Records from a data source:

----

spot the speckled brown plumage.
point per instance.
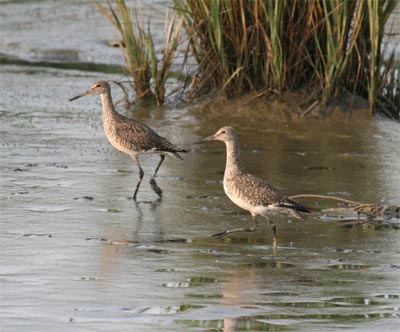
(130, 136)
(248, 191)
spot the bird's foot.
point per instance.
(230, 231)
(155, 187)
(220, 235)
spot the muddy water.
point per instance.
(78, 254)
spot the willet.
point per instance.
(247, 191)
(131, 136)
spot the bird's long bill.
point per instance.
(84, 93)
(207, 139)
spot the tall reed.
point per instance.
(149, 72)
(331, 46)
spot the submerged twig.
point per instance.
(327, 197)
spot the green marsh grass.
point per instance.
(330, 47)
(326, 48)
(149, 72)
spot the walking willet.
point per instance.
(131, 136)
(247, 191)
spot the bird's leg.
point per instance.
(162, 157)
(273, 230)
(141, 174)
(153, 182)
(237, 230)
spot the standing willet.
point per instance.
(247, 191)
(131, 136)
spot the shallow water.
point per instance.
(78, 254)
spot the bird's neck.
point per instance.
(108, 106)
(233, 166)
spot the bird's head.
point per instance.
(99, 87)
(224, 134)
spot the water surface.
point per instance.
(78, 254)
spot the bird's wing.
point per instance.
(259, 192)
(143, 138)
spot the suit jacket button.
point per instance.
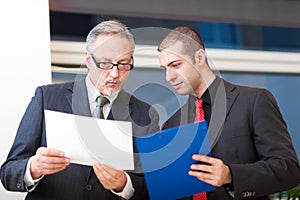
(245, 194)
(88, 187)
(19, 185)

----

▶ **TASK ITEM**:
Where pictures sit among the data above, omit them, and output the rest exactly.

▶ **RESPONSE TO THIS TASK**:
spot the speckled brown plumage.
point per instance.
(130, 136)
(248, 191)
spot the bird's foot.
point per instance.
(230, 231)
(155, 187)
(220, 235)
spot the muddy water.
point per instance.
(78, 254)
spot the willet.
point per instance.
(247, 191)
(131, 136)
spot the bird's long bill.
point per instance.
(84, 93)
(207, 139)
spot the tall reed.
point per instance.
(149, 72)
(331, 46)
spot the submerged twig.
point per instance.
(327, 197)
spot the green marsh grass.
point per instance.
(330, 47)
(326, 48)
(149, 72)
spot the walking willet.
point per instance.
(131, 136)
(247, 191)
spot the bird's leg.
point per instance.
(162, 157)
(273, 230)
(141, 174)
(153, 182)
(237, 230)
spot the standing willet.
point per instance.
(247, 191)
(131, 136)
spot the shallow water.
point per instance.
(78, 254)
spot the bird's neck.
point per instance.
(108, 106)
(233, 166)
spot the bird's head.
point per instance.
(99, 87)
(224, 134)
spot the water surface.
point per instance.
(78, 254)
spot the bird's wing.
point per instance.
(259, 192)
(143, 138)
spot the suit jacket button.
point per instance.
(245, 194)
(88, 187)
(19, 185)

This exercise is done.